# [DIRECTIVE 1]
In the blog post about Pink Floyd's The Wall, which album did a classmate suggest the writer give a shot?
# [DIRECTIVE 2]
From the blog post about Pink Floyd's The Wall, copy word for word the stretch from "Decades later, Pink" through "great to boot.".

# [DOCUMENT EXCERPT]
┌──
Friday, February 11, 2011

 

Rebuild the wall!

I was in the eighth grade when I first heard about Pink Floyd. One afternoon in algebra class, I was sitting around with a group of my fellow students talking about music. At the time, I was big into Guns n' Roses and Z100. One kid mentioned the band and suggested that I give Dark Side of the Moon a shot. "Your parents will have a copy in their record collection. I guarantee it." He took on an aura of a monk passing down sage wisdom on a mountaintop.

Sure enough, my dad had a copy on both vinyl and CD. I remember putting it one night while I worked on my Project REACH diorama. The strange instrumental "On the Run," was like nothing I'd heard before and a far-cry from Bryan Adams' Waking Up the Neighbors, my favorite album OAT up to that point. I couldn't get enough. Within a month, I had devoured most of the band's discography and was running around school in a Wish You Were Here t-shirt.





The Wall was my favorite of the bunch and a perfect soundtrack for a moody adolescent convinced that John Lennon and Kurt Vonnegut were the most brilliant minds in human history. I desperately wished I had seen the band's disastrous 1980 tour to promote the strange concept album.

It was one part concert, one part psychedelic opera, complete with gigantic puppets, a floating pig, an exploding jet prop and a colossal wall set that was slowly constructed, brick by brick, by stagehands over the course of the first half of the show. It was too far ahead of its time and closed after a handful of costly performances.





Decades later, Pink Floyd mastermind Roger Waters opted to resurrect the show for a worldwide tour. I saw the Tacoma leg back on a rainy night last December and it was fairly mind-blowing, definitely the most elaborate concert I've ever seen. The giant puppets, the wall, the exploding plane and a revamped pig were all there, in addition to improved special effects. Roger's voice still sounded great to boot.
└──
# [SUPPLIED ENTRIES]
┌──
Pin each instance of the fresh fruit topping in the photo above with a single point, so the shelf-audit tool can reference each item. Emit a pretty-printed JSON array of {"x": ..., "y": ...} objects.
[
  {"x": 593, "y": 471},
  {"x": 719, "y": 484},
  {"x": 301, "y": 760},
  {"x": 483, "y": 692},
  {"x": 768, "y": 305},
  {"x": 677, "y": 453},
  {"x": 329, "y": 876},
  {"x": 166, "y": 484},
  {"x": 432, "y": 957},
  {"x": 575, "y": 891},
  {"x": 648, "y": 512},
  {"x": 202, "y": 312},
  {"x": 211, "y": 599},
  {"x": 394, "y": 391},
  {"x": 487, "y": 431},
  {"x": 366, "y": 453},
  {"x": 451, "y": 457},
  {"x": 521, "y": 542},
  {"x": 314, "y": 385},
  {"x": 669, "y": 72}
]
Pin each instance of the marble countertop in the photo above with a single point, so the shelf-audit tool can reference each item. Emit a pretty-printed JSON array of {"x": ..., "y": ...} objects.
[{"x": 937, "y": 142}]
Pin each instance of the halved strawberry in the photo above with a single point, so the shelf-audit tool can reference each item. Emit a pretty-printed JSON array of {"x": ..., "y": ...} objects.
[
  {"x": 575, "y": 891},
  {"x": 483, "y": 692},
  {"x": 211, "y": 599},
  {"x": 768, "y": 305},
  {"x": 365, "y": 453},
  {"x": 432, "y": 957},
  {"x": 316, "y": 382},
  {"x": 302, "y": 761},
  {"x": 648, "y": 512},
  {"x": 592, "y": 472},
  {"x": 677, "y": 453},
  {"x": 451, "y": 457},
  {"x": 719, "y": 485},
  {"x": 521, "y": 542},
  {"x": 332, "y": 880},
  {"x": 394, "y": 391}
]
└──
# [CORRECT RESPONSE 1]
Dark Side of the Moon

# [CORRECT RESPONSE 2]
Decades later, Pink Floyd mastermind Roger Waters opted to resurrect the show for a worldwide tour. I saw the Tacoma leg back on a rainy night last December and it was fairly mind-blowing, definitely the most elaborate concert I've ever seen. The giant puppets, the wall, the exploding plane and a revamped pig were all there, in addition to improved special effects. Roger's voice still sounded great to boot.